─── TASK INPUT
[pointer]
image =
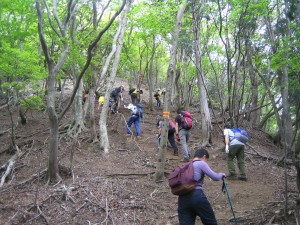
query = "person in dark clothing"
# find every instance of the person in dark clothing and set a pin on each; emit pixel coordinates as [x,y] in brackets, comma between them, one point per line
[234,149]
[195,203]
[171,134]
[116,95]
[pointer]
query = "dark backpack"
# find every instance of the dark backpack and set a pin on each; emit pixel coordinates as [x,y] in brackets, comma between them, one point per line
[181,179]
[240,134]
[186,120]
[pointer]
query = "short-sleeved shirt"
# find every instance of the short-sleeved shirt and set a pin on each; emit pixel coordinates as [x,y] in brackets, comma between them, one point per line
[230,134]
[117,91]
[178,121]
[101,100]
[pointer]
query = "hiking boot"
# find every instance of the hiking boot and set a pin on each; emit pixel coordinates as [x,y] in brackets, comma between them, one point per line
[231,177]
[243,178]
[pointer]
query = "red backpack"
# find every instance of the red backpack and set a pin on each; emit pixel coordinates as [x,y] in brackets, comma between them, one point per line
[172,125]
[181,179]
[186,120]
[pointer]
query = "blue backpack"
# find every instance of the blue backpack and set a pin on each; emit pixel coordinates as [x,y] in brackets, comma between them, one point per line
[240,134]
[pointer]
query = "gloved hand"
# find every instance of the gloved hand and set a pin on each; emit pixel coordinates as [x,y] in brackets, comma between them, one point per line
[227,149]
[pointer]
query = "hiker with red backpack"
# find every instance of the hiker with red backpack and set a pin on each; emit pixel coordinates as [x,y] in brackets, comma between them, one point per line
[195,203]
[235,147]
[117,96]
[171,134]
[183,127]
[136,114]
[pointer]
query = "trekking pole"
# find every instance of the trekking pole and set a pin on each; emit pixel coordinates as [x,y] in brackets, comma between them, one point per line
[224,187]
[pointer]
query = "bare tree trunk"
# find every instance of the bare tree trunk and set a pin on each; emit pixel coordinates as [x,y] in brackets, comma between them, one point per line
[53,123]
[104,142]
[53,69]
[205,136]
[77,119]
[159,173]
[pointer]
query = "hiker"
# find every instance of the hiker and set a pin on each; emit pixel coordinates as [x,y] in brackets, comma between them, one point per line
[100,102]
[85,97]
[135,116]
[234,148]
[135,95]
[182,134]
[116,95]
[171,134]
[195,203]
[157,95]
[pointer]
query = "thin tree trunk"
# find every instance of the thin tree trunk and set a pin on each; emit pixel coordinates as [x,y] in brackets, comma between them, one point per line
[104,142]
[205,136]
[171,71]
──────
__OBJECTIVE__: Set the data above down again exactly as given, with no pictures.

__OUTPUT BELOW__:
[pointer]
image =
query = "person in dark clothing"
# find every instance of the person in dark clothing and set a pin on each; emit pixel coordinates as [x,y] in brackets, comma between them, one point per line
[234,149]
[195,203]
[171,134]
[116,95]
[pointer]
query = "dark backpack"
# find every instance of the dark backpack and set a pin on each; emit pixel coordinates as [x,y] in brackets, comma between them, one point per line
[181,179]
[240,134]
[186,120]
[pointer]
query = "short-sleeved shirt"
# find every instance of the short-sleeved shirt and set a pin on each; emit pixel coordinates as [x,y] in brackets, comma between them, one point per line
[230,134]
[117,91]
[178,121]
[101,100]
[pointer]
query = "hiking boot"
# find every instance of the hiking boot and set a pin on each; emit pixel coordinates as [x,y] in brackets, comma between them, one point per line
[231,177]
[243,178]
[pointer]
query = "red backpack"
# find every instance of the red backpack and set a pin on each; emit pixel coordinates as [x,y] in brackets, comma between them, one point per line
[172,125]
[181,179]
[186,120]
[pointer]
query = "blue backpack"
# find every instance of the blue backpack and set a pin on each; emit pixel coordinates as [x,y] in brackets, comma between them, one point per line
[240,134]
[pointer]
query = "gloved hand"
# find every instance of the gloved hand and set a pin on each; emit pixel coordinates as [x,y] in brackets, comma between them, one point per line
[227,149]
[pointer]
query = "hiker with red backpack"
# find every instance of the hiker with red backpack and set a pin on each; emit pixel coordinates as [x,y] in brackets, comma between them, one point per line
[195,203]
[235,147]
[117,96]
[171,134]
[183,127]
[136,114]
[pointer]
query = "trekking pole"
# find every instance of the trekking pole and set a pin on each; emit pixel coordinates as [x,y] in brackets, comma between them, one point per line
[224,187]
[pointer]
query = "bare tree trunk"
# find every instance of the bare tree trunk and set a pin on each; emit pixel coordinates as [x,y] in brackets, comma between them, one point per line
[53,123]
[104,142]
[53,69]
[205,136]
[77,119]
[159,173]
[pointer]
query = "hiker"
# find every instance of the hiker and set a pin on each; emit pixel coordinates as [x,y] in brackets, comma between them, one point per line
[100,102]
[85,97]
[135,116]
[234,148]
[135,95]
[182,134]
[116,95]
[171,134]
[195,203]
[157,95]
[pointer]
query = "thin tree trunk"
# find every instance of the thin tree trunk and set a pin on each; emit pixel coordinates as [x,y] in brackets, comma between them, one point per line
[104,142]
[205,136]
[171,71]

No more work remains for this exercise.